EXTRACTED RECORDS below:

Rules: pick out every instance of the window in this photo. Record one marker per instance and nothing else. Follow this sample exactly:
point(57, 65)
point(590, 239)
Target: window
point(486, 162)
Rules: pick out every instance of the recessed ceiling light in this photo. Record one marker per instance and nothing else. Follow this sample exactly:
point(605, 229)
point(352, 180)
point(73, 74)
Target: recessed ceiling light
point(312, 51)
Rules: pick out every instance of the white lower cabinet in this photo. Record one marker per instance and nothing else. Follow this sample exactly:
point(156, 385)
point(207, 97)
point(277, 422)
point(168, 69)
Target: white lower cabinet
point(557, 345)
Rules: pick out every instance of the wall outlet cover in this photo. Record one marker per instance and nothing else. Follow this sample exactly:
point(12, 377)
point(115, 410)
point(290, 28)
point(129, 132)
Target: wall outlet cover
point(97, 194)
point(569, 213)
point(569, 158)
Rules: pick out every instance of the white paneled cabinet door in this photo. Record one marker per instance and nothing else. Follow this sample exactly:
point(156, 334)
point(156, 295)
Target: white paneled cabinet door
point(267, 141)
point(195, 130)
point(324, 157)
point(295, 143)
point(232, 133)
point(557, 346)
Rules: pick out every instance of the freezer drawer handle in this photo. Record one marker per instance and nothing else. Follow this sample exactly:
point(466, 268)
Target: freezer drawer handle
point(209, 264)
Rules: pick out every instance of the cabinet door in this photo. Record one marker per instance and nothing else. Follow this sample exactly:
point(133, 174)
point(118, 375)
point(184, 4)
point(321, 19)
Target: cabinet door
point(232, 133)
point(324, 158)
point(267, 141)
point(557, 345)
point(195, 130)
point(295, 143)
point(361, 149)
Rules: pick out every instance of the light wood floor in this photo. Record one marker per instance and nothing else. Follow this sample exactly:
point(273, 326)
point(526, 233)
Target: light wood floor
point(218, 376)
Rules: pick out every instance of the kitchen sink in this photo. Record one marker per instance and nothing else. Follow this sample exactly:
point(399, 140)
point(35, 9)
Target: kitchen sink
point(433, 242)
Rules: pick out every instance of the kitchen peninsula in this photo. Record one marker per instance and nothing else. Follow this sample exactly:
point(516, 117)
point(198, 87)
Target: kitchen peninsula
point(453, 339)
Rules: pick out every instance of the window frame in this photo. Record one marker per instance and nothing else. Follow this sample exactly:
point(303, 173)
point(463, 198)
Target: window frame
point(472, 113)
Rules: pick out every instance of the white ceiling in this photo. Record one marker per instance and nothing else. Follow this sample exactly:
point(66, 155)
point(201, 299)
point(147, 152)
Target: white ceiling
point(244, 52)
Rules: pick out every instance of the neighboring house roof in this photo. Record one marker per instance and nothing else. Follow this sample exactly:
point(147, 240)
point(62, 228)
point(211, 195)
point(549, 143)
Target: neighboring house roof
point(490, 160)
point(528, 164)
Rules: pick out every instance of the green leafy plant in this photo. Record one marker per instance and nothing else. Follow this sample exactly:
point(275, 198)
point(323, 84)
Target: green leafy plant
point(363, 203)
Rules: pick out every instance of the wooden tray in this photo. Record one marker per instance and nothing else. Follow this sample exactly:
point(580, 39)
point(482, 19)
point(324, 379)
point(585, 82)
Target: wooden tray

End of EXTRACTED RECORDS.

Only the lines from the one with "Rules: pick out every instance of the green" to the end of the entries above belong in your answer. Retype them exactly.

Rules: pick out every instance of the green leafy plant in this photo. Record one marker per instance and nothing else. Follow this sample exactly:
point(275, 198)
point(323, 84)
Target: green leafy plant
point(363, 203)
Rules: pick out every instance of the wooden tray in this photo. Record one marker per instance and nothing else. Follow this sample exactly:
point(580, 39)
point(482, 19)
point(324, 379)
point(585, 82)
Target: wooden tray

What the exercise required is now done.